Re: Object-relational impedence

From: Marshall <>
Date: Wed, 12 Mar 2008 09:15:27 -0700 (PDT)
Message-ID: <>

On Mar 12, 12:54 am, S Perryman <> wrote:
> Marshall wrote:
> >
> > It's also
> > part of why the relational model is so interesting. And it's
> > why OOPLs don't hold my interest so much any more;
> > their axioms are complicated and often weak.
> Which "axioms" in particular cause you pain ??

The ones they leave out. The ones that would let me draw stronger conclusions about my code.

Have you read, say, the Java language spec? It's very long and detailed. It's also a prose spec. So it's ambiguous in places, and there aren't any proofs done against it. At the same time, the guarantees you can make with the Java type system are useful, but they don't go nearly far enough.

A goal of mine is to be able to take the "typeful programming" idea to its logical conclusion.

> >>I take a slightly different view in that I obviously have the need
> >>for various collection types, and support for a Relational "calculus"
> >>to use on those collections. I also need support for collections of
> >>ADTs in particular.
> > The collections question is quite interesting: Lists, maps, bags,
> > sets, tables, trees. It is apparent after only a modest amount
> > of study that maps, sets, and tables are thoroughly and beautifully
> > handled with relations.
> Collections should be deliberately vague.

That is the current consensus in much of the PLT world. Consider STL. All kinda collections; all kinda algorithms. Certainly better than nothing! But still a long way from as good as can be done.

The "vague collections" idea is not a good one IMHO. Because you can get more or less everything you want with relations. (Surprise! I like relations! :-)

> Insert and remove. Empty. Contains an item, how many occurrences of
> an item etc.

→ MATERIAL PROVIDED
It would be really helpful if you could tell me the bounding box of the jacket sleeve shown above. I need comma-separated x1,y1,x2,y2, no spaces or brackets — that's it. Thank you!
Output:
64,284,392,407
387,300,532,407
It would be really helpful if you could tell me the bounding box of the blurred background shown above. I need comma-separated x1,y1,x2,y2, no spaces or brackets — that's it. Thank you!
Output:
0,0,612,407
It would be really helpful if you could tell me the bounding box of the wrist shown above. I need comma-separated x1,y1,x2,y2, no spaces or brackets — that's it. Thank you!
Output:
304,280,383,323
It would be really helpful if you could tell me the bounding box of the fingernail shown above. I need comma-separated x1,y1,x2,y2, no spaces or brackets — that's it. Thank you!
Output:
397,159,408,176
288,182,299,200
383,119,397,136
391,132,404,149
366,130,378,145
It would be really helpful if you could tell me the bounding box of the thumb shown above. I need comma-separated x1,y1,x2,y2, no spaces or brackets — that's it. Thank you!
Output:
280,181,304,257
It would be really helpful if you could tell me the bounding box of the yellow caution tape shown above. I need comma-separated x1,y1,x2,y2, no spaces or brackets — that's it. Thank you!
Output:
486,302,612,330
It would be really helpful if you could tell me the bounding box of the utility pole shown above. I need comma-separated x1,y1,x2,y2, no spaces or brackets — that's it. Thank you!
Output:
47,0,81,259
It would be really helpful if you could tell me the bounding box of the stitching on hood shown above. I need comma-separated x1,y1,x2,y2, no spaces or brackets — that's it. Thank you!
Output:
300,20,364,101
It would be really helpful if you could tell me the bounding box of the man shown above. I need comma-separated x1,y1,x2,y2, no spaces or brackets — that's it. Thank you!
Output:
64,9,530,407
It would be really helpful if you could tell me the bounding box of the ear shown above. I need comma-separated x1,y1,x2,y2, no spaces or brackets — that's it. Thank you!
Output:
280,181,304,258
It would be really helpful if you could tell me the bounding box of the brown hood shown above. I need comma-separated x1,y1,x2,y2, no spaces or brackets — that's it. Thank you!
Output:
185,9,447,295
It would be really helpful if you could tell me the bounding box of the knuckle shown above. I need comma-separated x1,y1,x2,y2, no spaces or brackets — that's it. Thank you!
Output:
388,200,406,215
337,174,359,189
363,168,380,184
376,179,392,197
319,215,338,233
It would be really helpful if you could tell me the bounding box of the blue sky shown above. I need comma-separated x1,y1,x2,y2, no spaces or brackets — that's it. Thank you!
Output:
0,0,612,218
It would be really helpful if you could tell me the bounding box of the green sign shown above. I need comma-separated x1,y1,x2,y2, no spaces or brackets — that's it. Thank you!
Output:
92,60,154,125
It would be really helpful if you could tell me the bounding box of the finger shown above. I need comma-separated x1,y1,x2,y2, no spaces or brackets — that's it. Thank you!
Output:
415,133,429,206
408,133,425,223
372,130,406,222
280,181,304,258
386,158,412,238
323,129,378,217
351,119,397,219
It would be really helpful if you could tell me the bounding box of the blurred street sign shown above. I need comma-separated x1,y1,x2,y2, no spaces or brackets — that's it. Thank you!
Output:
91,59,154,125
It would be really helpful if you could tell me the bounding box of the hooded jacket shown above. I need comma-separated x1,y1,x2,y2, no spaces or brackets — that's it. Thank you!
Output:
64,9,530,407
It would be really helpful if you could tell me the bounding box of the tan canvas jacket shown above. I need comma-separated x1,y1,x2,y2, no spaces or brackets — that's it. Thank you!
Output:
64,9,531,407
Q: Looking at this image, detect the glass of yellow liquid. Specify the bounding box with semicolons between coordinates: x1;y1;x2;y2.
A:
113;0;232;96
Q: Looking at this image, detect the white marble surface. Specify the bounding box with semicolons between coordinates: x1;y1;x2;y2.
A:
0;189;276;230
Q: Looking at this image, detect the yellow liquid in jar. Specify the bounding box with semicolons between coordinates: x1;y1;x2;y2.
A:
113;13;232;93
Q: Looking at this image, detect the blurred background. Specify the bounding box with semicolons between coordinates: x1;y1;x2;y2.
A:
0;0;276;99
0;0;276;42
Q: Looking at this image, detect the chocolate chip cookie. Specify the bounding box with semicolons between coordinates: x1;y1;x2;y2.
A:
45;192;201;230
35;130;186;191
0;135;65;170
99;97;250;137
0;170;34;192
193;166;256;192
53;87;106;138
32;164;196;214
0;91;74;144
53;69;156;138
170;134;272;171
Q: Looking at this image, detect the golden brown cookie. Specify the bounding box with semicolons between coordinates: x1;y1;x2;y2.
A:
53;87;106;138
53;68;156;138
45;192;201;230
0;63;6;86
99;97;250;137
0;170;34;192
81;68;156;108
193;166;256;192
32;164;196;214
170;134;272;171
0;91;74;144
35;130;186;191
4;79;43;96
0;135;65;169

→ WHAT TO DO
1. In the forum post, why is the Java language spec described as ambiguous in places?
2. From the listing, copy out the lines starting at the line that contains "of the thumb" and stopping after the line that contains "300,20,364,101".

→ SOLUTIONS
1. The post says the Java language spec is a prose spec, and that is why it is ambiguous in places. It adds that no proofs have been done against it.

2.
It would be really helpful if you could tell me the bounding box of the thumb shown above. I need comma-separated x1,y1,x2,y2, no spaces or brackets — that's it. Thank you!
Output:
280,181,304,257
It would be really helpful if you could tell me the bounding box of the yellow caution tape shown above. I need comma-separated x1,y1,x2,y2, no spaces or brackets — that's it. Thank you!
Output:
486,302,612,330
It would be really helpful if you could tell me the bounding box of the utility pole shown above. I need comma-separated x1,y1,x2,y2, no spaces or brackets — that's it. Thank you!
Output:
47,0,81,259
It would be really helpful if you could tell me the bounding box of the stitching on hood shown above. I need comma-separated x1,y1,x2,y2, no spaces or brackets — that's it. Thank you!
Output:
300,20,364,101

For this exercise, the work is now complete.